A block of data

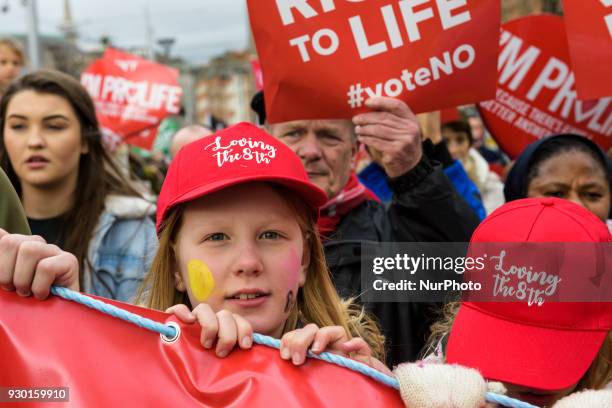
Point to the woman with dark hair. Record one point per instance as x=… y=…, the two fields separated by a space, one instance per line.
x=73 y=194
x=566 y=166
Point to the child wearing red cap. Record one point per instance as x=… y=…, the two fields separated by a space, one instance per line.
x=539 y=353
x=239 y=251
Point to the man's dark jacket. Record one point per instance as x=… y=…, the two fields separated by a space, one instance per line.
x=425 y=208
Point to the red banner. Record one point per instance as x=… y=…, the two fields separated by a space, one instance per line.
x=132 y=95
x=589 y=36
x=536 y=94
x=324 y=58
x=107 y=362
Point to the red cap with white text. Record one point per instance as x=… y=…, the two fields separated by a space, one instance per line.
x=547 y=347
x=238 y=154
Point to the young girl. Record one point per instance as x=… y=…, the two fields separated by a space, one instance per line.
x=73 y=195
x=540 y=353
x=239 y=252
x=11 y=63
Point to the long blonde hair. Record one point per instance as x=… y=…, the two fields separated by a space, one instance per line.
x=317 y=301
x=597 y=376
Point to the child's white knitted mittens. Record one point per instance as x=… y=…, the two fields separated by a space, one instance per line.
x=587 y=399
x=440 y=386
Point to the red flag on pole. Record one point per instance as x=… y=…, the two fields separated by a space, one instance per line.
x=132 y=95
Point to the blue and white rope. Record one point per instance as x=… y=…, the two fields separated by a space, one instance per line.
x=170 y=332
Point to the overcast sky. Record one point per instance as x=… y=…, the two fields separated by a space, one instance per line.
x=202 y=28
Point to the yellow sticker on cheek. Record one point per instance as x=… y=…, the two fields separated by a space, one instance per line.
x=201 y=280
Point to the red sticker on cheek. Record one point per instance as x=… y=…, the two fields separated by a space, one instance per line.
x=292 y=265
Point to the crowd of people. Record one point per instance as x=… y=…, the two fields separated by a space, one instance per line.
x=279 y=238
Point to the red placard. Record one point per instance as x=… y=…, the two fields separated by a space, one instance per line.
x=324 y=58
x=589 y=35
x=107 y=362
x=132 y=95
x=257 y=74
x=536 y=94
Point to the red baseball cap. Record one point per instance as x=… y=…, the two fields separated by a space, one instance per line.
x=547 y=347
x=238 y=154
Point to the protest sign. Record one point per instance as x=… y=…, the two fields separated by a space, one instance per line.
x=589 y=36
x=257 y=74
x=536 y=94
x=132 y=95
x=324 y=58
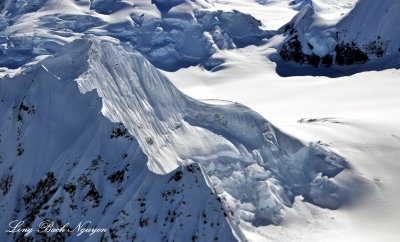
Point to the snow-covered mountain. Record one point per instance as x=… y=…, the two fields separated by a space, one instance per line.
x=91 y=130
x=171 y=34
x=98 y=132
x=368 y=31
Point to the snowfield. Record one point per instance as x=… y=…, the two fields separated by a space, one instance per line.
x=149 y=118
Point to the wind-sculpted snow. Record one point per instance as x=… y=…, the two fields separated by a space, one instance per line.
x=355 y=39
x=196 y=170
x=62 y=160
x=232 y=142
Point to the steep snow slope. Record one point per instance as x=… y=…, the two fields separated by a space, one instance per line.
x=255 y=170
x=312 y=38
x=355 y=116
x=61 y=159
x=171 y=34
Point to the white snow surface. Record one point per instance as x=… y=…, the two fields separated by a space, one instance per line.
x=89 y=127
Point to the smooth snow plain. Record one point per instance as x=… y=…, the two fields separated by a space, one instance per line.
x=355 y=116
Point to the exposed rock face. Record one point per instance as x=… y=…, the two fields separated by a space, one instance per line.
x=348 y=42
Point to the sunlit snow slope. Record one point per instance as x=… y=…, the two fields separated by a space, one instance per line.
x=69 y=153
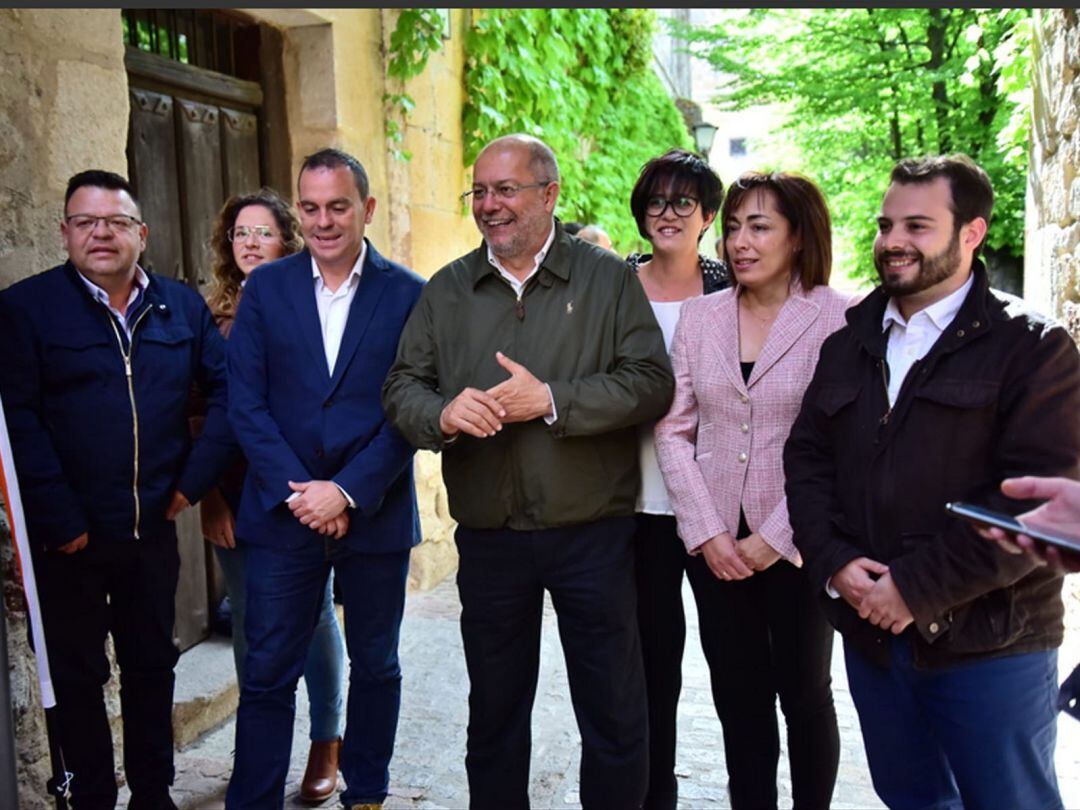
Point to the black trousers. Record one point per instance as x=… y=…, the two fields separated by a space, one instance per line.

Problem details
Can you convert all the records above into a numbered list, leaving out blank lines and omitting the pictures?

Problem solution
1. Point to the woman with dark hair. Record one point per instance as x=… y=…, the two fields separated by a space, one instance per line.
2. x=73 y=194
3. x=566 y=166
4. Point to the child wearing red cap. Record one point per instance as x=… y=…, the two fields separated by a space, one instance per line.
5. x=539 y=353
6. x=239 y=251
7. Point to the man's dark jacket. Record one point per instance as x=… y=…, the two fields separated by a space, one instance per line.
8. x=425 y=208
9. Point to the red banner. Record one point per instance as x=… y=…, the two fields separated by a space, one instance per line.
10. x=132 y=95
11. x=589 y=36
12. x=536 y=94
13. x=324 y=58
14. x=107 y=362
15. Point to the red cap with white text. Record one point per instance as x=… y=…, the two fields separated by a space, one instance per line.
16. x=547 y=347
17. x=238 y=154
18. Point to the young girl. Record one point per instance as x=… y=…, the two fields separated by a space, one instance per line.
19. x=73 y=195
20. x=540 y=353
21. x=239 y=252
22. x=11 y=63
23. Point to the long blonde hair. Record one point per instance as x=… y=…, the two fields separated by a space, one instance per line.
24. x=317 y=301
25. x=597 y=376
26. Point to the child's white knitted mittens. Record one point per instance as x=… y=…, the two fields separated by a space, one instance per line.
27. x=587 y=399
28. x=440 y=386
29. Point to the red flag on pole. Record one point per instance as x=… y=…, the two fields separated by a space, one instance per line.
30. x=132 y=95
31. Point to the blue and white rope. Record one point per instance as x=… y=…, the two fields separated by a space, one instance per line.
32. x=170 y=332
33. Point to the overcast sky. Record one point per instance as x=… y=…, the two fields separated by a space, one instance per line.
34. x=202 y=28
35. Point to the yellow sticker on cheek. Record one point per instance as x=… y=…, the two fields separated by a space, one instance per line.
36. x=201 y=280
37. Point to the red sticker on cheek. Record one point per instance as x=… y=…, the two fields separated by a space, one instance per line.
38. x=292 y=265
39. Point to the crowd of people. Record one point per instance as x=… y=…, the two fields separated by a space, one instance per line.
40. x=279 y=238
41. Point to the red placard. Record one point per instance as x=… y=…, the two fields separated by a space, one instance per line.
42. x=324 y=58
43. x=589 y=35
44. x=107 y=362
45. x=132 y=95
46. x=257 y=74
47. x=536 y=94
48. Point to the red baseball cap. Record one point per instance as x=… y=…, the two fields separated by a space, one instance per line.
49. x=547 y=347
50. x=238 y=154
51. Point to the protest sign. Record one point per instance as x=… y=…, the two fields separated by a space, one instance per line.
52. x=589 y=36
53. x=257 y=74
54. x=536 y=94
55. x=132 y=95
56. x=324 y=58
57. Point to the snow-covered mountain. Record one point per instance as x=… y=…, the two fields separated by a space, one instance per line.
58. x=91 y=130
59. x=171 y=34
60. x=98 y=132
61. x=368 y=31
62. Point to the snowfield. Record one point per instance as x=… y=…, the two fields separated by a space, one instance per line.
63. x=149 y=118
64. Point to the wind-sculpted snow. Record one point per instance as x=… y=…, the two fields separated by a space, one instance per line.
65. x=355 y=39
66. x=196 y=170
67. x=62 y=160
68. x=232 y=142
69. Point to the steep snow slope. Record one point per instance as x=… y=…, the two fields separated by a space, one instance per line.
70. x=255 y=170
71. x=312 y=38
72. x=355 y=116
73. x=61 y=159
74. x=171 y=34
75. Point to the white snow surface. Record one point per instance as x=… y=…, the two fields separated by a space, one instance per line.
76. x=89 y=127
77. Point to the smooth snow plain. Record one point per instance as x=… y=…, the two fields separated by a space, one instance per line.
78. x=355 y=116
79. Point to the exposed rock face. Record one point per instance as x=… y=…, the two fields separated by a space, one instance per line.
80. x=348 y=42
81. Point to the sunlit snow slope. Record one point per instance as x=… y=…, the two fields separated by a space, one instance per line.
82. x=69 y=153
83. Point to the black trousers. Record one point per instance as x=… y=…, the two fields separated by a space, one instance per line.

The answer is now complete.